» Task objective: Reproduce the following lines verbatim, leaving every word and punctuation mark unchanged.
━━━━━━━━━━━━━━━━━━━━━━━━━━━━━━
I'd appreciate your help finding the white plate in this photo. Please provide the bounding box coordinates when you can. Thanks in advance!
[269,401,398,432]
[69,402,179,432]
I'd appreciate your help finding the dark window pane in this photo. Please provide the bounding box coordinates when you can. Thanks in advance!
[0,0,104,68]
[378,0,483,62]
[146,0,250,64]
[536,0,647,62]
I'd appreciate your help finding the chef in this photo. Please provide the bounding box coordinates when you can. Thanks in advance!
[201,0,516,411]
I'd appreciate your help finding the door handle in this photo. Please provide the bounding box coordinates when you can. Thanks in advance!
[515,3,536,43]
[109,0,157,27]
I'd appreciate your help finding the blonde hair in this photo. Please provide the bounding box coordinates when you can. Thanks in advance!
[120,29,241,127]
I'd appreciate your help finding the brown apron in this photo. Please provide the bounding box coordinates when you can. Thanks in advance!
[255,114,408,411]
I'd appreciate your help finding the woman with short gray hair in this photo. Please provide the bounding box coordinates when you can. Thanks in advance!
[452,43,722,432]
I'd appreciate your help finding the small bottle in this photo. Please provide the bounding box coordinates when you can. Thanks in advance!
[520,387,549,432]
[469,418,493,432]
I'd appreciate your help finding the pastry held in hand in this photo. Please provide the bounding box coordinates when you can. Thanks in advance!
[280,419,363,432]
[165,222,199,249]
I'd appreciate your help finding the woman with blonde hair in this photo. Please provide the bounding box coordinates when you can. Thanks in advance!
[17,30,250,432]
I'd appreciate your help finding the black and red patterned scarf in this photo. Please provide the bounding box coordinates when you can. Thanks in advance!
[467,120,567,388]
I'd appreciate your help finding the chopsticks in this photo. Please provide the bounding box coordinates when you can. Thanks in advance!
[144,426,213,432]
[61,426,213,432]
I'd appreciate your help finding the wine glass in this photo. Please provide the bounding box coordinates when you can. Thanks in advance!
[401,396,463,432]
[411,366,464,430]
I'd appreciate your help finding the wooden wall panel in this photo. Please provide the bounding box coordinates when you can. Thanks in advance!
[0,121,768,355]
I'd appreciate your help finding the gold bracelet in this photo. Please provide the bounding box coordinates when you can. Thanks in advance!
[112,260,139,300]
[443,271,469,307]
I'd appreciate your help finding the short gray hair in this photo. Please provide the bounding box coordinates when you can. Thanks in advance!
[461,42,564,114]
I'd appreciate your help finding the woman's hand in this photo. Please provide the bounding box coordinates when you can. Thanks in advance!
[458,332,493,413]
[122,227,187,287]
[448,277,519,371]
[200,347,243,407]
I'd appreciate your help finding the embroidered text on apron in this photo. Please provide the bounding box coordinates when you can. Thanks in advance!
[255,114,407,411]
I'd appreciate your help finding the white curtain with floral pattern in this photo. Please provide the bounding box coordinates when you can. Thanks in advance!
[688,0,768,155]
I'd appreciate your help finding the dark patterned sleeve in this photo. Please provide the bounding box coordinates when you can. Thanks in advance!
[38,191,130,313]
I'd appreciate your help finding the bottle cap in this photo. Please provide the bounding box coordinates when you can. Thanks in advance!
━━━━━━━━━━━━━━━━━━━━━━━━━━━━━━
» Solved exercise:
I'd appreciate your help finding the white plate in this photo. Please provide the bounding box coordinates when you can. Thanks in advance!
[269,401,398,432]
[69,402,179,432]
I'd appreciate your help finding the dark window pane in this photo. Please provide the bounding box coordinates when you can. Thanks in advance!
[0,0,104,68]
[378,0,483,62]
[146,0,250,64]
[536,0,647,62]
I'd appreciate your help finding the chef in this photo. Please provide the bounding box coordinates when you can. Thanks in advance!
[201,0,516,411]
I'd appreciate your help finding the door handle in this photo. Please provide the bounding box coordinates when you can. Thanks in advance!
[515,3,536,43]
[109,0,157,27]
I'd appreciate your help finding the blonde hair in this photo. Please provide the bounding box coordinates when you can. Thanks in advance!
[120,29,241,127]
I'd appreciate your help finding the brown apron in this photo. Please provide the bounding box coordinates when you can. Thanks in advance!
[255,114,408,411]
I'd appreciate your help finding the woman with short gray hair in this photo. Please provide the bounding box coordinates when you can. Thanks in advance!
[452,43,722,432]
I'd appreciate your help finding the small bottle in this photo. Please provide the bounding box coordinates when you can. Thanks in advance!
[520,387,549,432]
[469,418,493,432]
I'd appreciate your help finding the pastry held in hand in this photo. Please provide the bounding box coordinates when you can. Thanks in advance!
[280,419,363,432]
[165,222,199,249]
I'd appreciate your help finding the woman with blonde hair in this photo. Please provide the bounding box coordinates when you can. Thanks in advance!
[17,30,250,432]
I'd appreciate your help finding the black and red patterned scarf in this photo. Please provide the bounding box coordinates when you can. Thanks in advance!
[467,120,567,388]
I'd appreciate your help finding the chopsticks in this photo. Please provide the bounding box coordinates when you can. Thanks in advance!
[144,426,213,432]
[61,426,213,432]
I'd appreciate your help finding the wine glass in this photo. Please provide the bounding box coordinates when you can. Thanks in advance!
[401,396,463,432]
[411,366,464,430]
I'd appreciate your help finding the wooden wall panel in this photo. Please provide the bounding box coordinates when you can. Thanks in advance!
[0,121,768,355]
I'd appreciate your help finding the gold bracelet in this photo. Please provide the bounding box coordinates when you can. Thanks in advance!
[112,260,139,300]
[443,271,469,307]
I'd appreciate your help finding the short gray hair in this photo. Please provide the bounding box coordinates when you can. Thanks in advance!
[461,42,564,114]
I'd appreciate your help finding the woman's hand in this photo. Please provide the bounding box coordinates when you can. Thanks in advance!
[458,332,493,413]
[122,227,187,287]
[448,277,519,371]
[200,347,243,407]
I'd appreciate your help finding the embroidered text on apron in this photo. Please provide the bounding box coordinates when you can. Thanks in advance!
[255,114,407,411]
I'd appreciate your help finding the white curtain with floral pattern in this photo. Please provide the bounding box coordinates when you can. Thanks in advance!
[688,0,768,155]
I'd appreciate your help finding the dark patterned sleeve in this photo. Please provide the bounding box coordinates when you can. Thanks in advance!
[38,191,130,313]
I'd appreciate your help finding the bottle cap in this photo. Please provide the bounding box coordinates when you can. Thanks in advance!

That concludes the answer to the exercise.